[Box annotations for photos]
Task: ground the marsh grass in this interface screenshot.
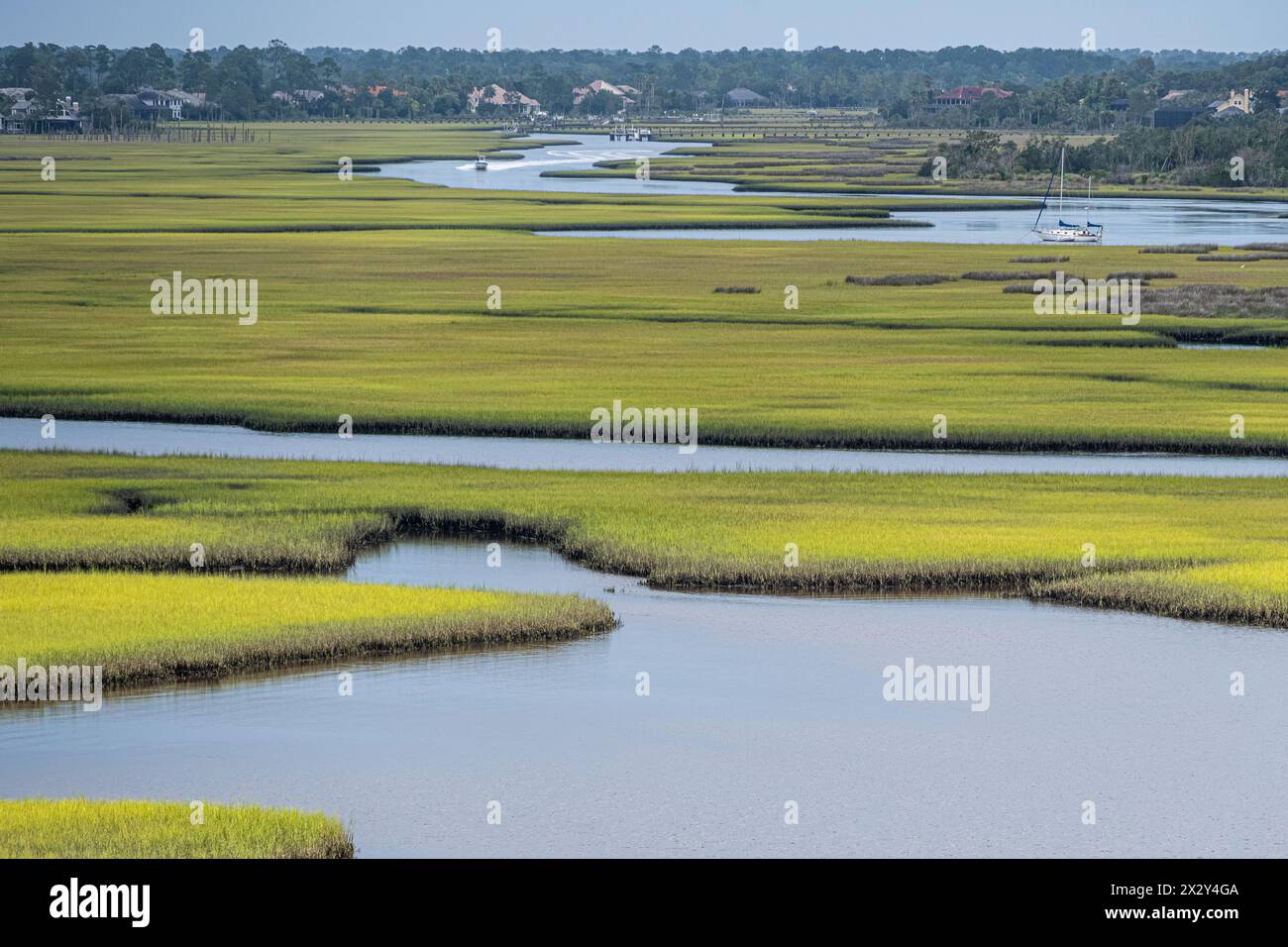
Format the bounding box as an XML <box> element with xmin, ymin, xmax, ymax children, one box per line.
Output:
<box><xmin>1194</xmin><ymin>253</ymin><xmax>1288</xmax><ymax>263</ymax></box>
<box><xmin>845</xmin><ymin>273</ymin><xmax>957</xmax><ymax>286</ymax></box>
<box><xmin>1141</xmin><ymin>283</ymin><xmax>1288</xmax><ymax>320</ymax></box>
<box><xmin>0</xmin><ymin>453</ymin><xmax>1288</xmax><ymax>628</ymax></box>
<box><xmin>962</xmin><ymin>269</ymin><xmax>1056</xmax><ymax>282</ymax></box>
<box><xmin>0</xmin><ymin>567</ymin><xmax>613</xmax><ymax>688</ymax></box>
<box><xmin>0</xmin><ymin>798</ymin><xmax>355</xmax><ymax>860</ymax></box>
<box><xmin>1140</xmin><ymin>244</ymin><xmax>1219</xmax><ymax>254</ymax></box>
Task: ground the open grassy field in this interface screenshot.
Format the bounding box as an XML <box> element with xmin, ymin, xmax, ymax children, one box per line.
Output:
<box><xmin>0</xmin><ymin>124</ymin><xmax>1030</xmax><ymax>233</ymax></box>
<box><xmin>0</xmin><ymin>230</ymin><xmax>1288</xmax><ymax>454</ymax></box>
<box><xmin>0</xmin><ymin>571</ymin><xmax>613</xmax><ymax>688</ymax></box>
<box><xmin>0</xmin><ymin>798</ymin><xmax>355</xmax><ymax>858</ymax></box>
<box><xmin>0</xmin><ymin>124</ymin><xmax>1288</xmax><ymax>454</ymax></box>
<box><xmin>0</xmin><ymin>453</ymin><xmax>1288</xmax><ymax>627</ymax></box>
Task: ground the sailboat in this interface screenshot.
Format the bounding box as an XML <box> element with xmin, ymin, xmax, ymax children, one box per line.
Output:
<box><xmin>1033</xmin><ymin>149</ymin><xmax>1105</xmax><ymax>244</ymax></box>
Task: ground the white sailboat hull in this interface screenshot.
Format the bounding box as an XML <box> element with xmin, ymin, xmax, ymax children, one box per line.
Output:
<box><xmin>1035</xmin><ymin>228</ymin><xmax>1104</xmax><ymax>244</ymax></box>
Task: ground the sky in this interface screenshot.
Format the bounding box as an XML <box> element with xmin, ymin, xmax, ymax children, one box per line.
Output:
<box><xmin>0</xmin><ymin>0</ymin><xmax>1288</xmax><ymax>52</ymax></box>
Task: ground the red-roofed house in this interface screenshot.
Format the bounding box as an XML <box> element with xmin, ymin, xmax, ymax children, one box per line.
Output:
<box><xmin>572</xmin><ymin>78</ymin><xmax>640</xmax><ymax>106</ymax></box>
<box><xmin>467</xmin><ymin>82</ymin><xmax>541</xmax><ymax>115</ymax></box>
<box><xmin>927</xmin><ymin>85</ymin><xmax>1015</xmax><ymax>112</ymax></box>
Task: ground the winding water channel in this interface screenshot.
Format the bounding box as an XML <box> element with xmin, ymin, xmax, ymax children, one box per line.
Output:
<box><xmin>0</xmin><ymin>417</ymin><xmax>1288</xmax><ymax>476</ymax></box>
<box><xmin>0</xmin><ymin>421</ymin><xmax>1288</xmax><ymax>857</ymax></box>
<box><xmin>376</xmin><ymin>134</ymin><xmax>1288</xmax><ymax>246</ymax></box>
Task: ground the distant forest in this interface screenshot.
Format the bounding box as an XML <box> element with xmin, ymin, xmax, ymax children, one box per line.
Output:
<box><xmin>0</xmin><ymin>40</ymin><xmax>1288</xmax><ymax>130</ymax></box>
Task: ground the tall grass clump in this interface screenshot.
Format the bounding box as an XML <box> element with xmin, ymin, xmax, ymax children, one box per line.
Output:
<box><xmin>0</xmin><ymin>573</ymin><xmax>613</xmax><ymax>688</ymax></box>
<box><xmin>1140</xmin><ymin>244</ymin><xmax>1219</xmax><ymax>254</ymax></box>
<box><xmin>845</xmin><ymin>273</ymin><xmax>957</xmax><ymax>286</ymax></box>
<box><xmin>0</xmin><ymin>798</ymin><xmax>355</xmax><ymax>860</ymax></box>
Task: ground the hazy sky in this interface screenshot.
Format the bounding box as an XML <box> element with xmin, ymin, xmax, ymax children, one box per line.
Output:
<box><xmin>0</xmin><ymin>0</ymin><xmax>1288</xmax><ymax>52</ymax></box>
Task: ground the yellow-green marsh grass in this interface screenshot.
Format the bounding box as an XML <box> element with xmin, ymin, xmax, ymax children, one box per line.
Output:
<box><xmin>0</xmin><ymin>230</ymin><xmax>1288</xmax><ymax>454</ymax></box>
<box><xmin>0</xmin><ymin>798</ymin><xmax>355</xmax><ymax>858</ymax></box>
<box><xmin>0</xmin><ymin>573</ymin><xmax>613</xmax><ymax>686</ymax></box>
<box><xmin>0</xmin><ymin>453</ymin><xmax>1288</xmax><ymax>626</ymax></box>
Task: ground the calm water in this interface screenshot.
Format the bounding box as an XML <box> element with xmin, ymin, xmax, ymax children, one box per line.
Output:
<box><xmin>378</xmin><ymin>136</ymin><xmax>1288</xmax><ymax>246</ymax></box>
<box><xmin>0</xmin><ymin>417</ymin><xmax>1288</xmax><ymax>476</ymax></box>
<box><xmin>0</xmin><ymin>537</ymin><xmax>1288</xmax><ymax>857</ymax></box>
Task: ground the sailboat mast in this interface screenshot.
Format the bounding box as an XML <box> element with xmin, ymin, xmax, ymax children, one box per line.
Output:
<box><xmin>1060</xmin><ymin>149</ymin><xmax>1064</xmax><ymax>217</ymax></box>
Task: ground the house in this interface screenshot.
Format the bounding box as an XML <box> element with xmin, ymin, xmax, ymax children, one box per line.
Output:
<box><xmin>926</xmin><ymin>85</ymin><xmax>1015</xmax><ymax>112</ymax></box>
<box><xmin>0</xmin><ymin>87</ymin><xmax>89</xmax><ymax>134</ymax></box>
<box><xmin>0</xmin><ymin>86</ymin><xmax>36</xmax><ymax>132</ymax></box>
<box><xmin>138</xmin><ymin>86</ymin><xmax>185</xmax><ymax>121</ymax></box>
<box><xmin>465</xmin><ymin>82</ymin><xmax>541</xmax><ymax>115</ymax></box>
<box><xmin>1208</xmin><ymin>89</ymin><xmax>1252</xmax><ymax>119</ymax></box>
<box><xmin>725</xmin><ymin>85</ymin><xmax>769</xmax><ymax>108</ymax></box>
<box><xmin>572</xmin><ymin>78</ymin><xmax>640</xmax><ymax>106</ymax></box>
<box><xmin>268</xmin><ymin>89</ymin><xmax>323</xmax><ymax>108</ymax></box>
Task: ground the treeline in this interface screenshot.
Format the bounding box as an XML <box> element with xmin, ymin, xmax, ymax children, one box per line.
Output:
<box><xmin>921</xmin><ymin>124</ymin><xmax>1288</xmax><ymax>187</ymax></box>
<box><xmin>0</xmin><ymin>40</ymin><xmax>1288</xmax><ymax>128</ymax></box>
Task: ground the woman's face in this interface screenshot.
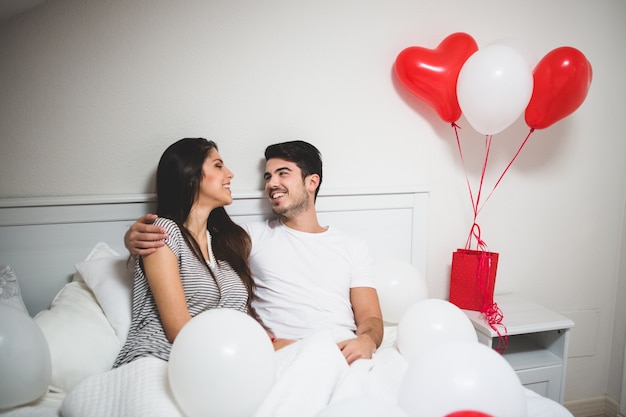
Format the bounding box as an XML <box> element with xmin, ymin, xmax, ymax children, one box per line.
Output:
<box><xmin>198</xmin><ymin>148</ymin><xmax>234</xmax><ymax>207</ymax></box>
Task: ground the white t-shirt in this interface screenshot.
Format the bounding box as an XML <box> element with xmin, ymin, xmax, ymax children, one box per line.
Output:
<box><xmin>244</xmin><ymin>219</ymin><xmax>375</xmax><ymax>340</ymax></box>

> _INSTRUCTIONS FOR THE TASK_: Reproduce, word for word, every line from the one containing "Task: ground the calm" through the last of the rows. Leave the pictures out of your copy.

> _ANSWER TO THIS TASK_:
Task: ground the calm water in this interface screenshot.
Format the bounding box as an XML <box> element with xmin, ymin, xmax, ymax children, one box per line.
Output:
<box><xmin>378</xmin><ymin>136</ymin><xmax>1288</xmax><ymax>246</ymax></box>
<box><xmin>0</xmin><ymin>417</ymin><xmax>1288</xmax><ymax>476</ymax></box>
<box><xmin>0</xmin><ymin>537</ymin><xmax>1288</xmax><ymax>857</ymax></box>
Task: ground the sailboat mast in this interface screenshot.
Format the bounding box as an XML <box> element with xmin, ymin, xmax, ymax children, one box per line.
Output:
<box><xmin>1060</xmin><ymin>149</ymin><xmax>1064</xmax><ymax>217</ymax></box>
Task: ground the house in this interface screenshot.
Format the bounding box as an XML <box> element with xmin, ymin, xmax, ymax children, one box per line.
Output:
<box><xmin>926</xmin><ymin>85</ymin><xmax>1015</xmax><ymax>112</ymax></box>
<box><xmin>0</xmin><ymin>87</ymin><xmax>89</xmax><ymax>134</ymax></box>
<box><xmin>0</xmin><ymin>86</ymin><xmax>36</xmax><ymax>132</ymax></box>
<box><xmin>138</xmin><ymin>86</ymin><xmax>185</xmax><ymax>121</ymax></box>
<box><xmin>465</xmin><ymin>82</ymin><xmax>541</xmax><ymax>115</ymax></box>
<box><xmin>1208</xmin><ymin>89</ymin><xmax>1252</xmax><ymax>119</ymax></box>
<box><xmin>725</xmin><ymin>85</ymin><xmax>769</xmax><ymax>108</ymax></box>
<box><xmin>572</xmin><ymin>78</ymin><xmax>640</xmax><ymax>106</ymax></box>
<box><xmin>268</xmin><ymin>89</ymin><xmax>323</xmax><ymax>108</ymax></box>
Task: ground the treeline in this interface screenshot.
Format the bounding box as an XML <box> element with xmin, ymin, xmax, ymax children, one box per line.
Output:
<box><xmin>921</xmin><ymin>124</ymin><xmax>1288</xmax><ymax>187</ymax></box>
<box><xmin>0</xmin><ymin>40</ymin><xmax>1288</xmax><ymax>128</ymax></box>
Task: ground the woman's face in this interface screenshot.
Format the bounding box as an XML <box> element with xmin, ymin, xmax, ymax children, one box per line.
Output:
<box><xmin>198</xmin><ymin>148</ymin><xmax>234</xmax><ymax>207</ymax></box>
Task: ground the white t-shirt in this interface screenshot.
Format the bounding box as an XML <box> element with xmin, ymin, xmax, ymax children, one box per line.
Output:
<box><xmin>244</xmin><ymin>219</ymin><xmax>375</xmax><ymax>340</ymax></box>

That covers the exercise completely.